▸ WHAT YOU WILL DO
Gather and copy out every line in the rows below that contains the word "suit".

# START OF ITEMS

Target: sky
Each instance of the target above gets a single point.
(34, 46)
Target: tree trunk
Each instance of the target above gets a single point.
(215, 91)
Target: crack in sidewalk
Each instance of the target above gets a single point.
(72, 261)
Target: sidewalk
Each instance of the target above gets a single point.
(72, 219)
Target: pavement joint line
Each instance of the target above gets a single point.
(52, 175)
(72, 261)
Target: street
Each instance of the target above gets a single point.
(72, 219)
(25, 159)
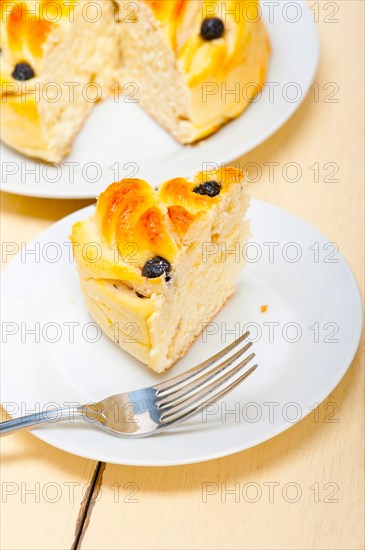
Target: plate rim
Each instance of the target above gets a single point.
(351, 352)
(235, 153)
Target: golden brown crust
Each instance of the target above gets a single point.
(130, 214)
(208, 70)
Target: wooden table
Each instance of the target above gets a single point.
(51, 499)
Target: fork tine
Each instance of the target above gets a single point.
(212, 399)
(200, 380)
(205, 392)
(173, 385)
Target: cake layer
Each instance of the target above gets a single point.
(156, 318)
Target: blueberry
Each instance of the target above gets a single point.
(209, 188)
(212, 28)
(23, 71)
(156, 267)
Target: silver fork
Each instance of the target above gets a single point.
(150, 410)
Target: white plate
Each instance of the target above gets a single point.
(314, 300)
(120, 140)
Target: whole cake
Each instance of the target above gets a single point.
(193, 65)
(155, 266)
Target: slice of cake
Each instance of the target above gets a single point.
(155, 266)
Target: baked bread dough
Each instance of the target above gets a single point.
(191, 64)
(156, 266)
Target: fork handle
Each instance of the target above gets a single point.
(39, 418)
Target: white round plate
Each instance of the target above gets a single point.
(304, 344)
(119, 140)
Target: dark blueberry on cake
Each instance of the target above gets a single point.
(23, 71)
(212, 28)
(156, 267)
(208, 188)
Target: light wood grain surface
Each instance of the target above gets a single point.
(54, 500)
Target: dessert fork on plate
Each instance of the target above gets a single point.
(150, 410)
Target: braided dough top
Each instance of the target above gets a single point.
(133, 223)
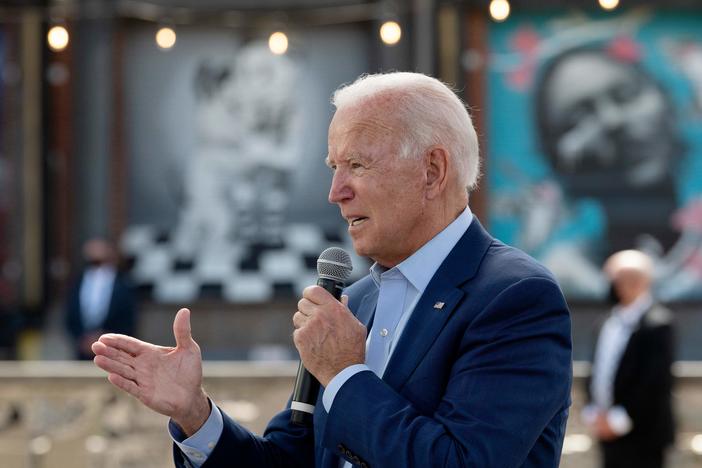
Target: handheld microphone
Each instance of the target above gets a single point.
(333, 267)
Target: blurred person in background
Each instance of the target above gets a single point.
(101, 301)
(630, 409)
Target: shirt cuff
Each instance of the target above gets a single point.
(340, 379)
(199, 446)
(619, 420)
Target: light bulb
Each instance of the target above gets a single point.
(58, 38)
(390, 32)
(165, 38)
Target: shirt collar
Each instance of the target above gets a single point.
(631, 314)
(419, 268)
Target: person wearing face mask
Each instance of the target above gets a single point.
(630, 409)
(102, 300)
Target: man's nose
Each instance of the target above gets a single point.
(340, 189)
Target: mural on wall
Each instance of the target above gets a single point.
(247, 145)
(596, 144)
(228, 195)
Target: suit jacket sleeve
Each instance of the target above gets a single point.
(646, 384)
(509, 377)
(282, 445)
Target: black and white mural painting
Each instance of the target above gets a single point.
(596, 144)
(227, 144)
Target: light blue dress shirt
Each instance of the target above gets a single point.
(410, 278)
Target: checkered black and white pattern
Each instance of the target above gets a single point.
(241, 272)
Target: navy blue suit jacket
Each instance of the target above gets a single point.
(483, 381)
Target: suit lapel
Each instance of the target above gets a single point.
(429, 316)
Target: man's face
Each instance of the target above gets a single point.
(379, 194)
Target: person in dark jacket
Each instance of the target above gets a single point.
(101, 301)
(630, 409)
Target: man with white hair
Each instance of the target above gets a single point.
(454, 351)
(630, 390)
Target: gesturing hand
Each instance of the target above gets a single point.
(328, 336)
(166, 379)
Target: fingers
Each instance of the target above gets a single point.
(125, 343)
(299, 319)
(100, 349)
(115, 367)
(124, 384)
(182, 330)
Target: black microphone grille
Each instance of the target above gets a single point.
(334, 264)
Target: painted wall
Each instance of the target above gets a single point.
(595, 141)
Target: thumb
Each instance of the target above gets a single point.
(181, 329)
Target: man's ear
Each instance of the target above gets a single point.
(437, 167)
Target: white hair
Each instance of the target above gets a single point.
(430, 111)
(629, 260)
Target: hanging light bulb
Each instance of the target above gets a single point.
(278, 43)
(165, 38)
(609, 4)
(57, 38)
(390, 33)
(499, 10)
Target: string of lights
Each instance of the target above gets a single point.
(61, 13)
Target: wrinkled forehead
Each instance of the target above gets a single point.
(363, 124)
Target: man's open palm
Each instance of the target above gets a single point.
(166, 379)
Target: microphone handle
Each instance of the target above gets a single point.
(306, 385)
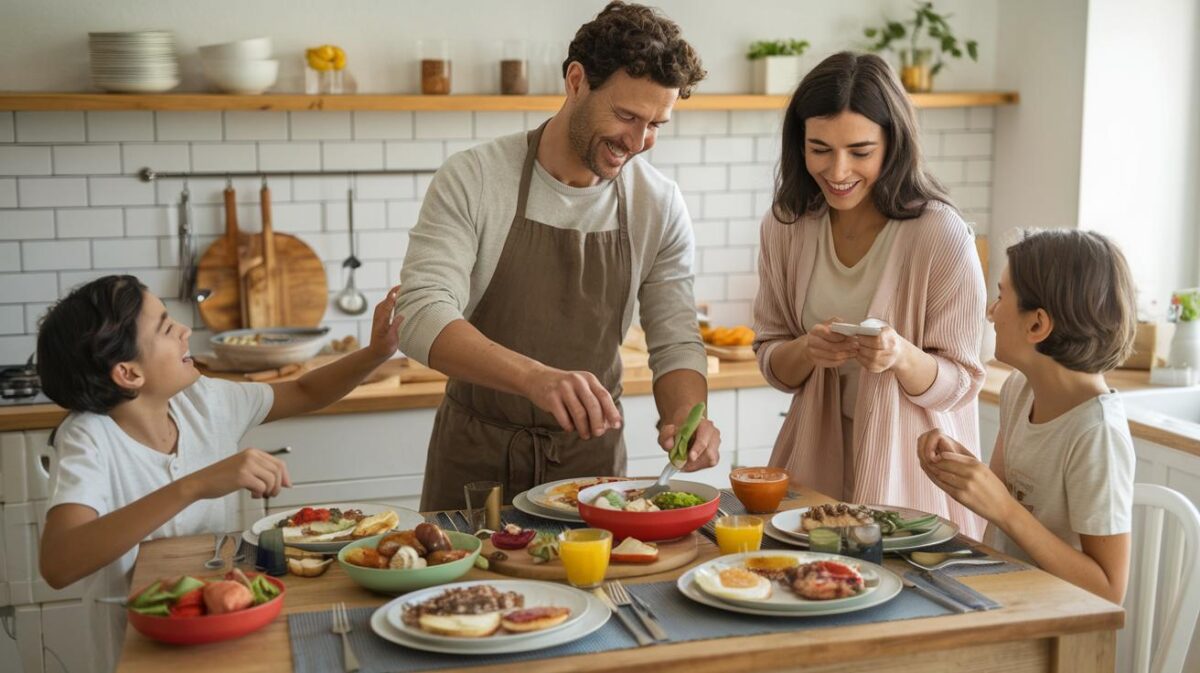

# END OF ITEMS

▸ CORRECT RESPONSE
Target: suit jacket sleeve
Target: navy blue suit jacket
Target: suit lapel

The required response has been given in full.